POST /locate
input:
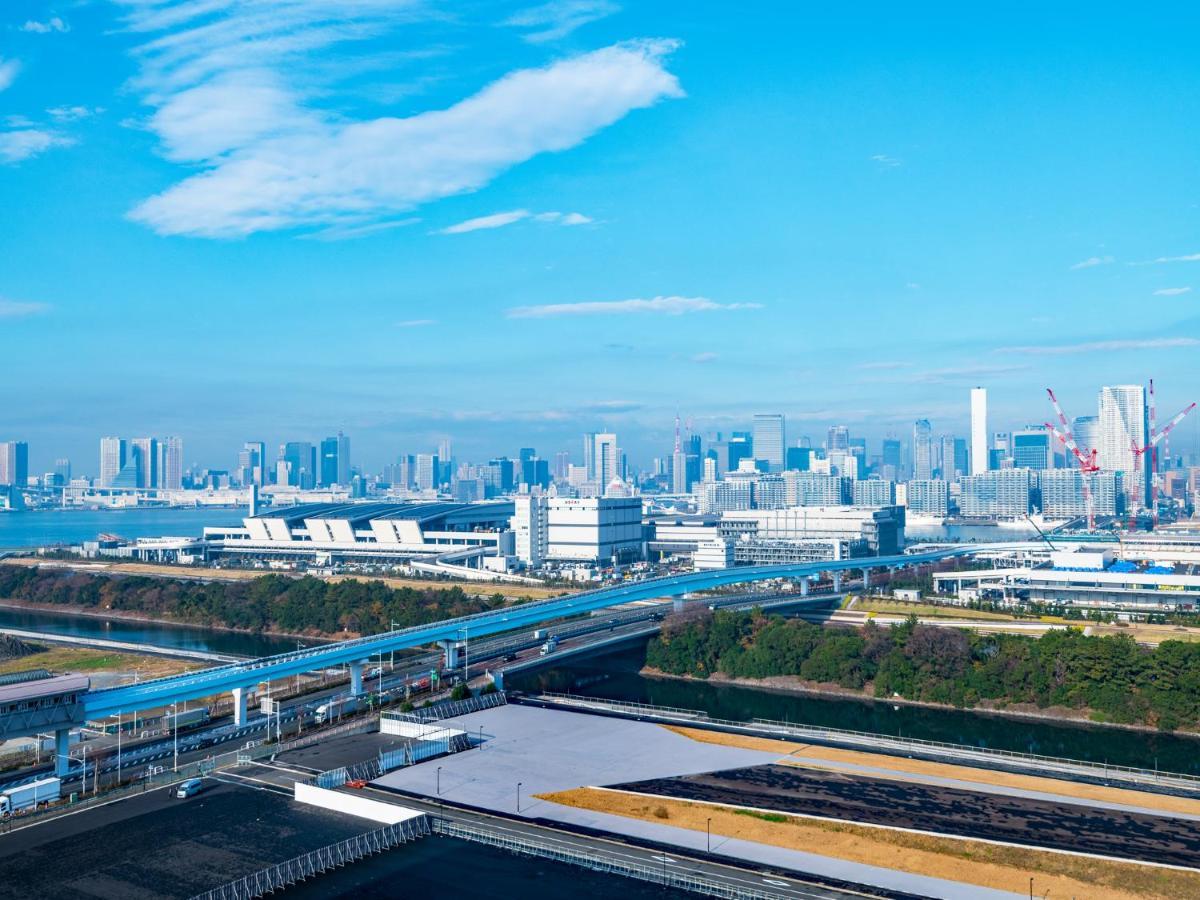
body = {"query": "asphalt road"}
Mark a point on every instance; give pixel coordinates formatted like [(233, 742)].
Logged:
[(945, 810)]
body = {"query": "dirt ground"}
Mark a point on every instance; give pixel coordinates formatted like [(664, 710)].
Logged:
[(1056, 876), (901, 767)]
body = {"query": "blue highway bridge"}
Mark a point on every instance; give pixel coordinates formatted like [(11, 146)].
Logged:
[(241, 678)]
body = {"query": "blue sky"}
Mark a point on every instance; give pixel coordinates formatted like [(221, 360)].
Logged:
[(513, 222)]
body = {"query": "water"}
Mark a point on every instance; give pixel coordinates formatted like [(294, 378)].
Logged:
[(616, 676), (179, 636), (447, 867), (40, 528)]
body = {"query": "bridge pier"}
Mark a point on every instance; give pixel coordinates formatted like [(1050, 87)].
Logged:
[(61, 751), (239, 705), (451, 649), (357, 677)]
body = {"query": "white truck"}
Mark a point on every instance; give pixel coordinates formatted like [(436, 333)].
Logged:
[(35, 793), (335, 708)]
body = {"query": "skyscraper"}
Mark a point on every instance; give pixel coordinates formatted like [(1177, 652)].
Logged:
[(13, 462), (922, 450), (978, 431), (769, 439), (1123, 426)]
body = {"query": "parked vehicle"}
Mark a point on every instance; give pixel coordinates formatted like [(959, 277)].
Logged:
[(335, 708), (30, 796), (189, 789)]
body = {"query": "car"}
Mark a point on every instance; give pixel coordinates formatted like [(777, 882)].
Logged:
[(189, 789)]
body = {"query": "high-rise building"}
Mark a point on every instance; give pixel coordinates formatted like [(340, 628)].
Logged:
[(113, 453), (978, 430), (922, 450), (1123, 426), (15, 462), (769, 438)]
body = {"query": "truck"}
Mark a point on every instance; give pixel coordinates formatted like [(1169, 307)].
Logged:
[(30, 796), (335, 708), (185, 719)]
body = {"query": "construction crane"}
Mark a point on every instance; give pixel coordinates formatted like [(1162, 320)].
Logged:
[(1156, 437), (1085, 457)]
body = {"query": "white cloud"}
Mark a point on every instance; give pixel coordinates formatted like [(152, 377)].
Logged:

• • • • •

_What the task asks_
Quote each entry above verbatim and drop the pictures.

_Solution_
POST /locate
input:
body = {"query": "asphalt road"}
Mark a point on every instance; give pixel coordinates formatted like [(233, 742)].
Logged:
[(945, 810)]
body = {"query": "dirt ground"}
Mark a point on every instance; give pixel coordinates formatted like [(664, 710)].
Logged:
[(1056, 876), (901, 767)]
body = {"query": "blue highway bridge"}
Mark a point on every instance; give pixel coordinates formatted like [(11, 146)].
Logged:
[(241, 678)]
body = {"query": "blue sky"}
Mark a point on every instance; give pixel coordinates formatted like [(221, 360)].
Logged:
[(513, 222)]
body = {"query": "water"}
Mark a point on every instance; give pixel coordinates formatted like [(294, 378)].
Logged:
[(616, 676), (179, 636), (447, 867), (40, 528)]
body = {"query": "bridge pier"}
Mark a point on every instance; give pixel coordinates formatted like [(1050, 87)].
Logged:
[(61, 751), (239, 705), (451, 649), (357, 677)]
body = {"query": "white truck"}
Mark a point on every instance; give pixel coordinates formatted like [(436, 333)].
Logged:
[(35, 793), (335, 708)]
body = {"query": "skyscraper"}
Mark a point on every instance; give pixel coordinates formatted like [(1177, 652)].
Logged:
[(13, 462), (922, 450), (978, 431), (769, 439), (1123, 426)]
body = {"query": "parked vehicle"}
Mark a point on every instance; give pixel coordinates formatted like [(959, 277)].
Logged:
[(335, 708), (30, 796), (189, 789)]
body = {"query": "car"}
Mark a point on every instance; give pixel coordinates formatted like [(777, 882)].
Logged:
[(189, 789)]
body = {"query": "high-rise building"}
Mark a point on every instance; give pixel coordinates formatted like [(340, 628)].
Logged:
[(113, 453), (978, 430), (922, 450), (1123, 426), (15, 462), (769, 438)]
body = {"query": "truck"}
Mark a point on every instance; give pixel coordinates formatted like [(1169, 307)].
Logged:
[(30, 796), (335, 708), (185, 719)]
body = {"query": "construction crane"}
Mark a point on every instance; give pixel coordinates formatted like [(1162, 320)].
Logged:
[(1156, 437), (1085, 457)]
body = {"query": "white cloud"}
Mark a point on every instance; give pixel coordinates formatted like [(152, 377)].
Logged:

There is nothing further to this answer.